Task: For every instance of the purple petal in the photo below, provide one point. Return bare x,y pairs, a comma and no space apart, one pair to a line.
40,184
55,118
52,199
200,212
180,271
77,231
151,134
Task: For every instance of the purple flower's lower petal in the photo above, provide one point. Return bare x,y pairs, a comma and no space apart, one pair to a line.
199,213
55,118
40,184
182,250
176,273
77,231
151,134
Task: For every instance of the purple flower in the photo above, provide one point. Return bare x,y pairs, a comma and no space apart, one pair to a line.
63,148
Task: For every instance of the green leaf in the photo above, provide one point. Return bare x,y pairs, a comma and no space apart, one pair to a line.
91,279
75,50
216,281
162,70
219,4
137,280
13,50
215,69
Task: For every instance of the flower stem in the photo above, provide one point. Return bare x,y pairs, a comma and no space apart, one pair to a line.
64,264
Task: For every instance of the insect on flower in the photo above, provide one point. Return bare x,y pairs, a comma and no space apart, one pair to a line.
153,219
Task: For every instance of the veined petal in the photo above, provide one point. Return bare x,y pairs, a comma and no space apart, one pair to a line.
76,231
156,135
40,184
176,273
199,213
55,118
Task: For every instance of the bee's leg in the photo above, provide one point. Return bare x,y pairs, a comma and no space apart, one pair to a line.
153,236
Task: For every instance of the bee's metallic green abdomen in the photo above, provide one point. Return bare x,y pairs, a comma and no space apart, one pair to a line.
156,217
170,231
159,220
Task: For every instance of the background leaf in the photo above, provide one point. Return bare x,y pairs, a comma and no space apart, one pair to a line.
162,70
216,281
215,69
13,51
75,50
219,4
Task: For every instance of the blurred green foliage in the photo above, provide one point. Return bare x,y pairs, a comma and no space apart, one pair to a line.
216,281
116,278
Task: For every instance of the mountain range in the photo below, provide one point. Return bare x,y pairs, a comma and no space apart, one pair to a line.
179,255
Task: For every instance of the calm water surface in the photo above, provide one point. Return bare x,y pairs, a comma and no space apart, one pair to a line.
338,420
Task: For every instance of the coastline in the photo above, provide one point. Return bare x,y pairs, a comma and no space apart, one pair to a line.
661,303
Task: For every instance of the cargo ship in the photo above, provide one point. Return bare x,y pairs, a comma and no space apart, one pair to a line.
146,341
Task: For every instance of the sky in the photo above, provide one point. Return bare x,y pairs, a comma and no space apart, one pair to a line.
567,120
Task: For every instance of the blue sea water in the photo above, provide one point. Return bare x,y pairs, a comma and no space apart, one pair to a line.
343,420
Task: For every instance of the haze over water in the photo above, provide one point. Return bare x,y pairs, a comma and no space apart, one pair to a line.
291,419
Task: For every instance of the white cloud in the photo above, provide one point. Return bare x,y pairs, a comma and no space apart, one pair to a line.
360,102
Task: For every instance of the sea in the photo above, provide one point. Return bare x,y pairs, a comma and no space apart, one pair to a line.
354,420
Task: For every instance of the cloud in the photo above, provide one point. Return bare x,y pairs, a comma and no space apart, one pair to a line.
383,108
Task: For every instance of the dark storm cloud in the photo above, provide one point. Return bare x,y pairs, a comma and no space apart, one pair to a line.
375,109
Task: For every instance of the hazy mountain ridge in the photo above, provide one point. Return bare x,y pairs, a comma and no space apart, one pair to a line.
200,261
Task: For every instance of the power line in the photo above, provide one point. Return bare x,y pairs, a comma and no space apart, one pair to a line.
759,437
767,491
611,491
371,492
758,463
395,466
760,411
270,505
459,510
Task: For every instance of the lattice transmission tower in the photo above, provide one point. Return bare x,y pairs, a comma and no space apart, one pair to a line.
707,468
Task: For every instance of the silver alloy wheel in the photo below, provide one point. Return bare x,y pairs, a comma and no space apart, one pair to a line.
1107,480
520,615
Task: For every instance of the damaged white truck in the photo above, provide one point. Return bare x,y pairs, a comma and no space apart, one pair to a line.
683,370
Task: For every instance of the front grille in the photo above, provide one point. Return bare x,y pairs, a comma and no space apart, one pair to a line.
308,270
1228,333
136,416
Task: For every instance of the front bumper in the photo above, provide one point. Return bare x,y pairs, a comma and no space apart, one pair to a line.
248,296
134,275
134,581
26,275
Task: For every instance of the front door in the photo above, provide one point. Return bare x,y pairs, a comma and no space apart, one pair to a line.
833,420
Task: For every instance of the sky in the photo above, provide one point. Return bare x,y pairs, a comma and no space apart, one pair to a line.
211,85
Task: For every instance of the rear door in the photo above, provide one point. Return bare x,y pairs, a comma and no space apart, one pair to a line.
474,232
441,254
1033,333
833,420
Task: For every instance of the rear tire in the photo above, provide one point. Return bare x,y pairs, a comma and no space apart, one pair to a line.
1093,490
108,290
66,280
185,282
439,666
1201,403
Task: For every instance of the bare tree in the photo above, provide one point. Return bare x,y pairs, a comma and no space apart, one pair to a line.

○ ○ ○ ○ ○

▶ The task: Repeat the whole listing verbatim.

▶ Answer section:
Task: For every instance of the purple petal in the photo below, provide one point. Return bare x,y pairs, a comma and no space apart, one pair to a line.
40,184
55,118
52,199
200,212
180,271
77,231
151,134
Task: For every instance of the purple flower's lower petal in the photo above, provide one point. Return bare x,y pairs, a comma and no space apart, one pair to a line.
199,213
55,118
40,184
182,250
176,273
77,231
151,134
Task: For every instance of the purple flower in the photo above, provide one point. Return bare x,y pairs, a comma and no space apart, one pair to a line.
63,148
Task: For every instance of the green leaf in the photo above, provide one point. Return bare x,y pairs, a comma and no space apart, one pair to a line.
91,279
75,50
216,281
162,70
219,4
137,280
13,50
215,69
Task: For every instance of the flower stem in the photo above, provide one point. Return bare x,y pairs, a comma and no space apart, one pair to a line.
64,264
Task: For every instance of the insect on flower in the photo above, provide one point. Return bare x,y pairs, a comma and no space apart, one pair to a line.
153,219
Task: For every instance of the veined petal in the photo above, provide one point. Return bare x,y pairs, a comma and no space apart, one pair to a line.
76,231
156,135
40,184
176,273
199,213
55,118
Task: For every instance of the bee's leg in the photo above, provide one point. Return bare x,y pairs, a comma and no space apart, one pair to a line.
153,236
Task: For every instance of the bee's metallic green abdomen in the photo above, provide one point. Return bare x,y pairs, a comma and no space apart, one pair to a line.
156,217
170,231
159,220
Task: For every instance of the background leaf in the photo above, provide one point. Return bare x,y pairs, a comma and no space apart, one pair to a line.
162,70
216,281
215,69
13,51
75,50
219,4
Task: For every instance of the blurred green foliage in the photo above, provide one point. Return bare x,y pairs, a comma and no space apart, one pair to a line.
216,281
116,278
Task: For every instance of the mountain range in the photo below, provide one point. Return bare x,y pairs, a comma and no space apart, one pair to a line.
179,255
Task: For every instance of the calm water surface in the photo above, provide one point. Return bare x,y pairs, a comma and no space apart, one pair to a line.
338,420
Task: For every instance of the coastline in the photo above, provide one point. Return bare x,y pairs, a comma and no space apart, one pair to a line.
661,303
Task: For every instance of the cargo ship in the photo above, provide one point. Return bare x,y pairs, a comma and no space apart, one pair to a line.
146,341
Task: For every instance of the sky in the photo above, provide one point. Return bare x,y pairs, a comma and no space apart, one pair to a line.
567,120
Task: For every instance of the blue sea water in the photo above, provide one point. Return bare x,y pairs, a comma and no space apart, one pair to a line.
343,420
Task: For every instance of the haze over water in the photo above, provide one point. Return bare x,y pairs, a comma and no space apart, one pair to a line.
291,419
Task: For every instance of the white cloud in the photo above, provide one point. Return bare x,y pairs, a comma and no space apart, one pair to a line.
360,102
Task: For every instance of the sea in the photo above, provide one point. Return bare x,y pairs, a comma and no space apart, one pair to a line.
354,420
Task: For every instance of the cloud in the photo above, provide one point. Return bare x,y pairs, a comma and no space apart, one pair to a line.
383,108
Task: For every instance of the dark storm cloud in the photo above, provide one point. Return bare x,y pairs, a comma and no space apart, one pair to a line.
375,109
Task: For every instance of the hazy mountain ridge in the photo above, provide one point. Return bare x,y pairs, a comma and no space apart, one pair to a line.
200,261
Task: For every instance of the power line in the photo above, provide one point. Return bare x,y pairs, a comma and no space apart, one pair to a line.
759,437
767,491
611,491
371,492
758,463
395,466
760,411
270,505
459,510
Task: For every instance of the lattice transmission tower in the photo above, provide one point. Return bare x,y pairs, a comma and no space apart, one pair to a line.
707,468
Task: For every instance of the silver alloy wheel in the photo below, provide one point. Return bare x,y pairs, a comma and no space apart, one pair to a line.
1107,480
520,615
Task: For every instance of the damaged white truck in the photo above, provide one point. Return bare x,y pairs, a comma and no space apart, one pair to a line.
683,370
Task: For every instance of the front grille in the photo above, provide one point. Return bare x,y pairs, a comma and no space apart, one pair to a line.
308,270
1228,333
136,416
Task: For every instance of the front bumper in the photo above, provide one point. Return bare x,y pairs, a comma and no space apart, one pair to a line.
248,296
134,275
134,581
26,275
Task: For every instance of the front door in the photo above, provide one point. Return bare x,y pairs, a comma and no space apart, one pair to a line.
833,420
Task: For every instance of the sky in the photo above, provide one point. Return bare x,y pairs, a comma and no space apart, one pair to a line.
211,85
Task: For every instance of the rear door in the photo above, provide one point. Return bare x,y pairs, a comma and no space apart, one pair to a line.
474,232
441,254
1033,333
833,420
Task: For every instance of the rear tire in the photo above, provide one point. Return bare x,y pairs, a comma and no space apart, one pair to a line.
1093,490
108,290
66,280
185,282
439,666
1201,403
Task: For every instance of the bare tree in the photo above, provide one point. Return bare x,y pairs, a comma and no space apart, one pair to a line.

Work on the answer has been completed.